Stored data entries

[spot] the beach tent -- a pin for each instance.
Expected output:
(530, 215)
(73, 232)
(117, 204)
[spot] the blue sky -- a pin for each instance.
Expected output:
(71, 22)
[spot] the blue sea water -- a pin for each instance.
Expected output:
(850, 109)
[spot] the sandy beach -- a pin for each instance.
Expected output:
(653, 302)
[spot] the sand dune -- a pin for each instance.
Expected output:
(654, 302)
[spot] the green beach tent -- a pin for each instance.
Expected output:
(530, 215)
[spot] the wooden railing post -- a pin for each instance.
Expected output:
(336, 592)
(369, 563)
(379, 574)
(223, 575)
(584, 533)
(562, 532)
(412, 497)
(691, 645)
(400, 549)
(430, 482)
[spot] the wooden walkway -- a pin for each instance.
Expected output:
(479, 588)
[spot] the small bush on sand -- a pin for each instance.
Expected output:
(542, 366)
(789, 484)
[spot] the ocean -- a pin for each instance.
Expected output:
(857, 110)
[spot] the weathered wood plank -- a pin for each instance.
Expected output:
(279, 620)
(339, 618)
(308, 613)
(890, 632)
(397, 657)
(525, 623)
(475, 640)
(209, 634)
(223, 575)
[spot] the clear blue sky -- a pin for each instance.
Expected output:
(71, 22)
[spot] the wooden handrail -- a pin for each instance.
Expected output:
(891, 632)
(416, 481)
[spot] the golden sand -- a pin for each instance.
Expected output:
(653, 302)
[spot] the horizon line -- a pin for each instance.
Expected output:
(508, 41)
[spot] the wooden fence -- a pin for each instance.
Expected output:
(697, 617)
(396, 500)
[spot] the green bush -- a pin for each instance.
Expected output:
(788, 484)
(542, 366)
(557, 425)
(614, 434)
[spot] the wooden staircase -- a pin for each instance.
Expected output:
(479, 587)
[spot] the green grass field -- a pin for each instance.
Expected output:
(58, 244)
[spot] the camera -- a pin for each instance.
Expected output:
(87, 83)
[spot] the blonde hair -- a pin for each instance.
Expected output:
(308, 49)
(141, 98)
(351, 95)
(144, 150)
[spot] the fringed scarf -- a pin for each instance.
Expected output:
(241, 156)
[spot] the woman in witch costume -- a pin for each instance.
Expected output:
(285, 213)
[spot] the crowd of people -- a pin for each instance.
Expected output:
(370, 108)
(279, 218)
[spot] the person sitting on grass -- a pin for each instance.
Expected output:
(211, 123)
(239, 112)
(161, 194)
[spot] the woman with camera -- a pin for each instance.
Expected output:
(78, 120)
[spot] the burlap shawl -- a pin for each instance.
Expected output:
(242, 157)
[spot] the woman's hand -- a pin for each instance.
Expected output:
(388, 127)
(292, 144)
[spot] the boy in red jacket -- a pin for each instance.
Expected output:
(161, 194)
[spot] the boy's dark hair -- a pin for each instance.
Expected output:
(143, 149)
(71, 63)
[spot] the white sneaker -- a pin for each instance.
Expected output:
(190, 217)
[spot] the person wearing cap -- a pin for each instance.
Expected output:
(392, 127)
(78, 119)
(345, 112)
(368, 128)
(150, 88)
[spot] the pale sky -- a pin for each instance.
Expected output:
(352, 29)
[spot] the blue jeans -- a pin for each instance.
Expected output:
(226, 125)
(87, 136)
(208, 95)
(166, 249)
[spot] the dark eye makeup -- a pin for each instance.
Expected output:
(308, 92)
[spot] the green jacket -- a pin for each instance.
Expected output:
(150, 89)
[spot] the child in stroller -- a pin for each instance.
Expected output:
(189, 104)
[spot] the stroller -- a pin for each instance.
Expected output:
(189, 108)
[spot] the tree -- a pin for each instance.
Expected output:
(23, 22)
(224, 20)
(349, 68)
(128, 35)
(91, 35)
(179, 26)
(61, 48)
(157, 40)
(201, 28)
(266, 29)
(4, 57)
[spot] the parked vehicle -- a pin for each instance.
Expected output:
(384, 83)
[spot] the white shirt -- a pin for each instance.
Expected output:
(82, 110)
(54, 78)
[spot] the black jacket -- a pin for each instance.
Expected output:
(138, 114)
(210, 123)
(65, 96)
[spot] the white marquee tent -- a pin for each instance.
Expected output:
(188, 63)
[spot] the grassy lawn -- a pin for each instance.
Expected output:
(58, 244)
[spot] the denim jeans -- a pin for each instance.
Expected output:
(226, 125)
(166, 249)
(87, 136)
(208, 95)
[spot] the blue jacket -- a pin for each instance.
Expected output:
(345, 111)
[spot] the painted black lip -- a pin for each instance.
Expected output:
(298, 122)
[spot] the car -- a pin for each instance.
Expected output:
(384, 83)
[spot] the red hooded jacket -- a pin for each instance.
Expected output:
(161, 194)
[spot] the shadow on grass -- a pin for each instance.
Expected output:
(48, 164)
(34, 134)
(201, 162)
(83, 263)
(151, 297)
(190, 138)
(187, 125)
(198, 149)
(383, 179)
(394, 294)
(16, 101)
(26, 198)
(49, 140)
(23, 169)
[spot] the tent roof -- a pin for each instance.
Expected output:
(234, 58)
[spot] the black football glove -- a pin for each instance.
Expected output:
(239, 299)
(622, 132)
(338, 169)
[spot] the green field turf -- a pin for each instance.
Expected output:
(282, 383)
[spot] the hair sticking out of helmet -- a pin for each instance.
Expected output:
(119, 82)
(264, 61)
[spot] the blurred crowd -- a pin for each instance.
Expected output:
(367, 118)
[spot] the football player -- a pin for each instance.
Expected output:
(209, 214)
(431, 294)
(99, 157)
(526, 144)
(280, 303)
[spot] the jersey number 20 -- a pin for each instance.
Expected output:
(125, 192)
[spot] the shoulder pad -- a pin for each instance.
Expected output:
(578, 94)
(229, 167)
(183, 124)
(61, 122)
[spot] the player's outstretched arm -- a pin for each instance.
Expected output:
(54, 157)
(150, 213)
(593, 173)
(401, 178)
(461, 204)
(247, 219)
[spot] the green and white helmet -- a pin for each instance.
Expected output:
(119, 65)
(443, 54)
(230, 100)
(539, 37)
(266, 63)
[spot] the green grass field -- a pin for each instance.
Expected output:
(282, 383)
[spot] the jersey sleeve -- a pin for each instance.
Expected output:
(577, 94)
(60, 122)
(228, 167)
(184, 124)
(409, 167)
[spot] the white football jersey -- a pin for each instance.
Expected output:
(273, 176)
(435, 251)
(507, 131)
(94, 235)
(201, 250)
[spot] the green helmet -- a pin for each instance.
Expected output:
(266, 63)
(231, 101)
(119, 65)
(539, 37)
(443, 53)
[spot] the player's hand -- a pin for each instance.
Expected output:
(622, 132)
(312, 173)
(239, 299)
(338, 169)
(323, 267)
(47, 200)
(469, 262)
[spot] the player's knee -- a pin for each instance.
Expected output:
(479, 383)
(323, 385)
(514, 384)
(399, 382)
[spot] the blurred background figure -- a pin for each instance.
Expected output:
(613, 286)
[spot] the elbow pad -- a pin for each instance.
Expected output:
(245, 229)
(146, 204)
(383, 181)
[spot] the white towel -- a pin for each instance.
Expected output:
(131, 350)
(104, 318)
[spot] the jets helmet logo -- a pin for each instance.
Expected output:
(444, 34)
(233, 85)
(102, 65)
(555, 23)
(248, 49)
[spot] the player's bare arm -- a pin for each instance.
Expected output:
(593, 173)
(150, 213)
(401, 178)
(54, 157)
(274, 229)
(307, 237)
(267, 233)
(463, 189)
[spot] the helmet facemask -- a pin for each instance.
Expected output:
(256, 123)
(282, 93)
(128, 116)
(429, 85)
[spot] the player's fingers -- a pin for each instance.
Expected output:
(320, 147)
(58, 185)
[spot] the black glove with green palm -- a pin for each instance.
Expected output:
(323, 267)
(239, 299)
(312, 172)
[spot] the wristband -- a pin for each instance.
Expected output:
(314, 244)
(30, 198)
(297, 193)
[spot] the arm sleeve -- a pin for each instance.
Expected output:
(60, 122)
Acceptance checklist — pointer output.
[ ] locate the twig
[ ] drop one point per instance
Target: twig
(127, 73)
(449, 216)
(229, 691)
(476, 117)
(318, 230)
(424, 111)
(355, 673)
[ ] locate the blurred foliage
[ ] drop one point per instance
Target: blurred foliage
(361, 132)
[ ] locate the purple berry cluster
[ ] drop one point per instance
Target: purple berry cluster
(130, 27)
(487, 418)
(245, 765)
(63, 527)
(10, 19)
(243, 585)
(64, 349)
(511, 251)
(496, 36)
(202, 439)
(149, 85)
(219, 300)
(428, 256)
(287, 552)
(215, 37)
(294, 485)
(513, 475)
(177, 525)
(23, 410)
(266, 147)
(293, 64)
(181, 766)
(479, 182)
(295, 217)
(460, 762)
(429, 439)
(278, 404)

Work order
When a line of the entries above contains the word "glove", include it in a tally, then give that tally alone.

Response area
2